#### EXCERPTED TEXT:
- Opening Delimiter -

Hi,
I'm having major difficulties trying to get DEXSeq to run properly.
I've got 84 RNA-seq samples spread across two groups (49 in one, 35 in another) and my goal is to test for evidence of differential exon usage between the two. I'm using the GENCODE v.33 comprehensive annotation GTF (ftp://ftp.ebi.ac.uk/pub/databases/gencode/Gencodehuman/release33/gencode.v33.annotation.gtf.gz) which I've processed into GFF using the provided Python script. I'm trying to run DEXSeq with the entire annotation rather than a subset, though I'm only interested in differential exon usage across a set of about 900 genes.
My code is:
library("DEXSeq")
countFiles <- c(list.files("/media/drive2/diff_exon_usage_dexseq/young/",full.names = T),list.files("/media/drive2/diff_exon_usage_dexseq/old/",full.names = T))

- Closing Delimiter -

#### DATA EXTRACTS:

- Opening Delimiter -

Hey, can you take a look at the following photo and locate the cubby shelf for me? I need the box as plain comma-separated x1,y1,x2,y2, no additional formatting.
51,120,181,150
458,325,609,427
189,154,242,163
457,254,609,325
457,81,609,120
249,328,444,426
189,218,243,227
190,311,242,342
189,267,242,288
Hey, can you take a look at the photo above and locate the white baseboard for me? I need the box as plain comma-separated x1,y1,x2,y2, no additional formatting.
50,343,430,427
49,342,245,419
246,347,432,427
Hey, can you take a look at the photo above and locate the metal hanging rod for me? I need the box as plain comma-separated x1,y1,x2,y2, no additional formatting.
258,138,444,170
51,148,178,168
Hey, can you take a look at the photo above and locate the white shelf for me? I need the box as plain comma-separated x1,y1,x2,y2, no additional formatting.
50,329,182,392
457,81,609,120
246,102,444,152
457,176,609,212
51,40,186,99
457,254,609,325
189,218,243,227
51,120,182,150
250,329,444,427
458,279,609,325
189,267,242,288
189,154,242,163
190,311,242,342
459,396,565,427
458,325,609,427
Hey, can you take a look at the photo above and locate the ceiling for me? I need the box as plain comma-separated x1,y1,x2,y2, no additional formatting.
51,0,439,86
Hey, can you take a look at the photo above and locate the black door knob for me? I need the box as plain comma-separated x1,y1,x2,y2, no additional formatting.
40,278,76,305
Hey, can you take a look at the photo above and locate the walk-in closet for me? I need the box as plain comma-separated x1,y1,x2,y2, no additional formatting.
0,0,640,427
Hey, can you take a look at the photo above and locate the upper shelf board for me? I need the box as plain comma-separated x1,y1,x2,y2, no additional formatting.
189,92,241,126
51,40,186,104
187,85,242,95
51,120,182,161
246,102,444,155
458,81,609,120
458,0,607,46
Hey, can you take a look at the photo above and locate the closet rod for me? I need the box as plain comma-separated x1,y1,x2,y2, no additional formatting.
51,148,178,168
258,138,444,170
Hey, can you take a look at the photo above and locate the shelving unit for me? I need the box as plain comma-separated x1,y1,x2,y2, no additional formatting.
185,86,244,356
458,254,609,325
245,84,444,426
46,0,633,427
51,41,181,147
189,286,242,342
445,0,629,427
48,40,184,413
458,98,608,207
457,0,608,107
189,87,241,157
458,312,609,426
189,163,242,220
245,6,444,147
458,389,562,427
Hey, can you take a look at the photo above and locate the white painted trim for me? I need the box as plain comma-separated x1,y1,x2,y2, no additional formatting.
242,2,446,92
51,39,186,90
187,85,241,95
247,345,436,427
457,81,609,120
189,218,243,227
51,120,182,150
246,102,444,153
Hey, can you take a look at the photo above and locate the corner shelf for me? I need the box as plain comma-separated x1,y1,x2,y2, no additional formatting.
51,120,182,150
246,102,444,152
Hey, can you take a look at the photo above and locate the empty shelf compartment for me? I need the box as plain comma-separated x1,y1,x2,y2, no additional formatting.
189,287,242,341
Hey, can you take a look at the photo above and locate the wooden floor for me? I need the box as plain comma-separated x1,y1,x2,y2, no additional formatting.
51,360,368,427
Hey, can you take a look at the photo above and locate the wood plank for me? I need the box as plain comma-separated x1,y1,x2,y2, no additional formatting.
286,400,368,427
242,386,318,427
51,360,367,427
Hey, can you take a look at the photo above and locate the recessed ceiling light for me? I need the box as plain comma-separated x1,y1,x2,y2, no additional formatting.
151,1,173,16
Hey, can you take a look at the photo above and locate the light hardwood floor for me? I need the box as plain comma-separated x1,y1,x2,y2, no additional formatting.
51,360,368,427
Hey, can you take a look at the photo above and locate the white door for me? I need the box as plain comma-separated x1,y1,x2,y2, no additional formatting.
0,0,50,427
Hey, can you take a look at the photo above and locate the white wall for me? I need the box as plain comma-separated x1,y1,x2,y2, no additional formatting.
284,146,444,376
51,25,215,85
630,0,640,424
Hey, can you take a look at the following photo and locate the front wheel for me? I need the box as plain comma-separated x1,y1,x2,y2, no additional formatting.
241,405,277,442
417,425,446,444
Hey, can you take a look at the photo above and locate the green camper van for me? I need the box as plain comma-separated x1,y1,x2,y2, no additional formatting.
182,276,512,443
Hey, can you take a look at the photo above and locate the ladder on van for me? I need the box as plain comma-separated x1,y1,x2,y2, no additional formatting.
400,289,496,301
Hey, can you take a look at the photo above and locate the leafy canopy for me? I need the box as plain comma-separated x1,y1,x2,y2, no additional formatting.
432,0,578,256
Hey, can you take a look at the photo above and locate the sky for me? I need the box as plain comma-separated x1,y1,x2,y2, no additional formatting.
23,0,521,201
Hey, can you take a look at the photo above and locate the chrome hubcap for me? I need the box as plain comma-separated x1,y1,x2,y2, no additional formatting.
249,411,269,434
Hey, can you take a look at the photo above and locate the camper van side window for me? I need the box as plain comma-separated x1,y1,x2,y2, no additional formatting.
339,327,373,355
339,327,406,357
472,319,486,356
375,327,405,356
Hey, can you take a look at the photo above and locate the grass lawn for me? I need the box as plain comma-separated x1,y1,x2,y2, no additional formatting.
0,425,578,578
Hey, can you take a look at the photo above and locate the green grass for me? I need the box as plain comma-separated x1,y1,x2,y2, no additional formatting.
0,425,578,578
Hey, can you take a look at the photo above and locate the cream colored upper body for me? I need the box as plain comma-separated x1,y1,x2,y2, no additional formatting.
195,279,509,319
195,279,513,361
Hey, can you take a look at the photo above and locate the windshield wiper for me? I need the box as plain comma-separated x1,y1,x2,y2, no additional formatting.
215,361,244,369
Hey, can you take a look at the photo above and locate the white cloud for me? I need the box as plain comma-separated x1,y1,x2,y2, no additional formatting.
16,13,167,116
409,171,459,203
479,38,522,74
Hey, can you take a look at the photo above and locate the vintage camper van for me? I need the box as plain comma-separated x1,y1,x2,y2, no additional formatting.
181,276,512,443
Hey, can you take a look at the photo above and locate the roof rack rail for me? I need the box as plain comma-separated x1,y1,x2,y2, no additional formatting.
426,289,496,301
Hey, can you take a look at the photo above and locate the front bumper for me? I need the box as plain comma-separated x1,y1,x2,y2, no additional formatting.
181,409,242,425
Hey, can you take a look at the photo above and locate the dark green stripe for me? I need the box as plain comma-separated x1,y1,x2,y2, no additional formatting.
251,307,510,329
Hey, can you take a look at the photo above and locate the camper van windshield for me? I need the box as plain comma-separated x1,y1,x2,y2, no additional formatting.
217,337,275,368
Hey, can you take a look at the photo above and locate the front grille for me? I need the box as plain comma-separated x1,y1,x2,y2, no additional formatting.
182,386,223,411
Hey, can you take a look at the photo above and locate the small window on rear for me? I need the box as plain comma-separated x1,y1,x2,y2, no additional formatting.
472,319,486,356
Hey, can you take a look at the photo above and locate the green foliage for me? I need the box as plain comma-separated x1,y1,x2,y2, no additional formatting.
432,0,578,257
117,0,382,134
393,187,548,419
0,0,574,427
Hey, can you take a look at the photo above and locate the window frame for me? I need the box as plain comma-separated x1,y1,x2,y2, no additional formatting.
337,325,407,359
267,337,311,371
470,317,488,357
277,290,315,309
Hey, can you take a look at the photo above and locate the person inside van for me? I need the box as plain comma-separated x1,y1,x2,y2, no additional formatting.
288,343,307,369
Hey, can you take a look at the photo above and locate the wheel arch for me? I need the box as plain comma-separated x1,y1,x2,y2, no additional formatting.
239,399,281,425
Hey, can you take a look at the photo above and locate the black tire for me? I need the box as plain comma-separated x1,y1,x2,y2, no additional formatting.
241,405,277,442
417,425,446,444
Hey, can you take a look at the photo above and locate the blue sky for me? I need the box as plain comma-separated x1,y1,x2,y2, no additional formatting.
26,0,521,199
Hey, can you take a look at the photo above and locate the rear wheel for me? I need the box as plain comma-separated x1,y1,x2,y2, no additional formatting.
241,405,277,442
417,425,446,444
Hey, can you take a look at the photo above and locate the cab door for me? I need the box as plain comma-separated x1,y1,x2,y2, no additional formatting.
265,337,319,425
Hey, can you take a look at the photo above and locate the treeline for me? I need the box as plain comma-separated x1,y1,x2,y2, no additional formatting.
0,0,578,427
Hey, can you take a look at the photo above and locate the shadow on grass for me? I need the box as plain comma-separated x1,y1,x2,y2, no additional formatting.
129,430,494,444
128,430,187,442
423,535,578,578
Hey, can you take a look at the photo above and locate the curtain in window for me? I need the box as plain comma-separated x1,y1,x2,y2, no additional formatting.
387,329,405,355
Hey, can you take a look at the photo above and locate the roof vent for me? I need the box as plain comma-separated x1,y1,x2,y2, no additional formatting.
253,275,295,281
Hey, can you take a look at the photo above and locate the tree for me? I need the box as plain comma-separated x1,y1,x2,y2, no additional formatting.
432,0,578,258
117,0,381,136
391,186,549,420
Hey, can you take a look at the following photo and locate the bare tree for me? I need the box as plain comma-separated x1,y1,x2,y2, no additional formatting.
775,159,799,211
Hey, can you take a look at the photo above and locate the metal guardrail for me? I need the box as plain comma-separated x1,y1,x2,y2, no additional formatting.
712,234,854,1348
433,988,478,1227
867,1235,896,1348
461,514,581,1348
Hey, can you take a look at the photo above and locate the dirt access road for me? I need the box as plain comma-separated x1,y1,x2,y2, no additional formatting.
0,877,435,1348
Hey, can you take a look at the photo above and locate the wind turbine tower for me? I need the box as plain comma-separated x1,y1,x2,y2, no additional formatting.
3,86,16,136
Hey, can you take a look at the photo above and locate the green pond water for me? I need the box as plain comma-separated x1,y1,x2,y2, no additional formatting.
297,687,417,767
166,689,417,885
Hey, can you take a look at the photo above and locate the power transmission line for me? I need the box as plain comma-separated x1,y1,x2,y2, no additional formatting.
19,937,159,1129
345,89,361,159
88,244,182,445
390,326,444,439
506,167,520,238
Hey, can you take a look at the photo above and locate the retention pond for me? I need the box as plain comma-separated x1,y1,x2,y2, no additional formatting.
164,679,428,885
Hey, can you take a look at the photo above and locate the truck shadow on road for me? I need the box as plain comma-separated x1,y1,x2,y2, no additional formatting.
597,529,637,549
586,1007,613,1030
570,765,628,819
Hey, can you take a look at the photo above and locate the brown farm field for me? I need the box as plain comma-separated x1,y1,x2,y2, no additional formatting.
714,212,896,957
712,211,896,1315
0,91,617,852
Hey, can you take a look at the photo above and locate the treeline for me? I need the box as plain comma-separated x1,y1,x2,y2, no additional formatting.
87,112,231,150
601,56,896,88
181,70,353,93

- Closing Delimiter -

#### WORK REQUEST 1:
In the DEXSeq post, how many RNA-seq samples are there in total?
#### WORK REQUEST 2:
Name each distinct R function that is called in the code lines of the DEXSeq post.
#### WORK REQUEST 3:
Copy out word for word everything in the DEXSeq post from "I've got 84" down to "about 900 genes.".

#### ANSWER AREA 1:
84 samples, with 49 in one group and 35 in the other.

#### ANSWER AREA 2:
library, c, list.files

#### ANSWER AREA 3:
I've got 84 RNA-seq samples spread across two groups (49 in one, 35 in another) and my goal is to test for evidence of differential exon usage between the two. I'm using the GENCODE v.33 comprehensive annotation GTF (ftp://ftp.ebi.ac.uk/pub/databases/gencode/Gencodehuman/release33/gencode.v33.annotation.gtf.gz) which I've processed into GFF using the provided Python script. I'm trying to run DEXSeq with the entire annotation rather than a subset, though I'm only interested in differential exon usage across a set of about 900 genes.